By Bradley J. Arthur
Forging political consensus to improve America’s health care system is challenging. However, I am optimistic that meaningful change is coming thanks to coordinated health care pilot programs as well as promising bipartisan legislation that taps into the full potential of pharmacists.
Pharmacists can help produce better health outcomes and reduce costs. According to the Network for Excellence in Health Innovations (NEHI), approximately $290 billion a year is wasted on the improper use of medications.
Evidence suggests pharmacists can be primary drivers to help patients stick with their medication regimens (also known as “adherence”). A study called “Adherence in America – A National Report Card” found the biggest predictor of medication adherence was patients’ personal connection with a pharmacist or pharmacy staff.
Community pharmacists have been proven to help ensure patients properly take their medications in many hospital-led initiatives.
A successful program in Asheville, N.C., targeted employees, dependents and retirees with chronic health conditions.
The participants were educated at the outset and monitored by pharmacists who helped to maximize their medication’s benefits. After one year, for example, participants with diabetes achieved improved blood glucose control levels, reduced total health care costs (from $7,042 to $4,000 per patient), and took fewer sick days (from 12.6 a year to 6).

Available data>
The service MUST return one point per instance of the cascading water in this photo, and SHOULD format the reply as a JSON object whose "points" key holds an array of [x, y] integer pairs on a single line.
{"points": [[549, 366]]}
...
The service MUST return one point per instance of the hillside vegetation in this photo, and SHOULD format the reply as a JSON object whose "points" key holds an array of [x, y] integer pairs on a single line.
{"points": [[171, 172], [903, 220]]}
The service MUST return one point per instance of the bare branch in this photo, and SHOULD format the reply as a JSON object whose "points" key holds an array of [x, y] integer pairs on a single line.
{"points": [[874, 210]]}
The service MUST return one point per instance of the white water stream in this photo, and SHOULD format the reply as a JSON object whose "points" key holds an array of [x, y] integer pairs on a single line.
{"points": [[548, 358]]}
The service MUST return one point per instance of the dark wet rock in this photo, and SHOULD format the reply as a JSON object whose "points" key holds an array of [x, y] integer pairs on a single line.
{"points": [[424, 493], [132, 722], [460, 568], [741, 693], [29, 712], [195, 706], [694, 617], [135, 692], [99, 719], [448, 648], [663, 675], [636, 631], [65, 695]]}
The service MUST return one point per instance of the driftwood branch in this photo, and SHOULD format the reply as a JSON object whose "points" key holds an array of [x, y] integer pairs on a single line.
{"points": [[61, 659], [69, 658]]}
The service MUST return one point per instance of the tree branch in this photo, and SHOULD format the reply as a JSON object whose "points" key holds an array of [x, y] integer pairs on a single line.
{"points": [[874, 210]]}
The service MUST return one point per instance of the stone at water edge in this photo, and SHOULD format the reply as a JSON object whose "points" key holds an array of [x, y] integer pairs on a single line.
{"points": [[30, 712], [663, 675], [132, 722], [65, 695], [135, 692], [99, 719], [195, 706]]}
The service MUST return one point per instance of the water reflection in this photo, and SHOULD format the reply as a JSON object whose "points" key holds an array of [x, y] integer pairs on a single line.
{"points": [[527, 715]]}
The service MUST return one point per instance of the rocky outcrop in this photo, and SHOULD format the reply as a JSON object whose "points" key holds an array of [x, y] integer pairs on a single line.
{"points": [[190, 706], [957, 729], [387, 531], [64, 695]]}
--
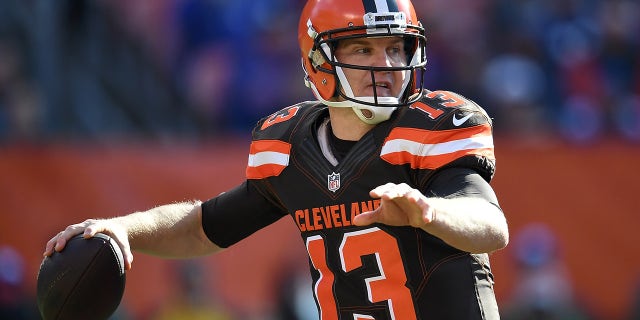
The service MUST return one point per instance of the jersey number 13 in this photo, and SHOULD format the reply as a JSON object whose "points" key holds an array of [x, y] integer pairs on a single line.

Questions>
(1) From the article on pharmacists, return the stretch from "Community pharmacists have" through "chronic health conditions." word for word.
(2) Using the article on pharmacists, list each result reported for participants with diabetes after one year in the Asheville, N.C., program.

Solutions to each task>
(1)
Community pharmacists have been proven to help ensure patients properly take their medications in many hospital-led initiatives.
A successful program in Asheville, N.C., targeted employees, dependents and retirees with chronic health conditions.

(2)
- Improved blood glucose control levels
- Reduced total health care costs (from $7,042 to $4,000 per patient)
- Fewer sick days (from 12.6 a year to 6)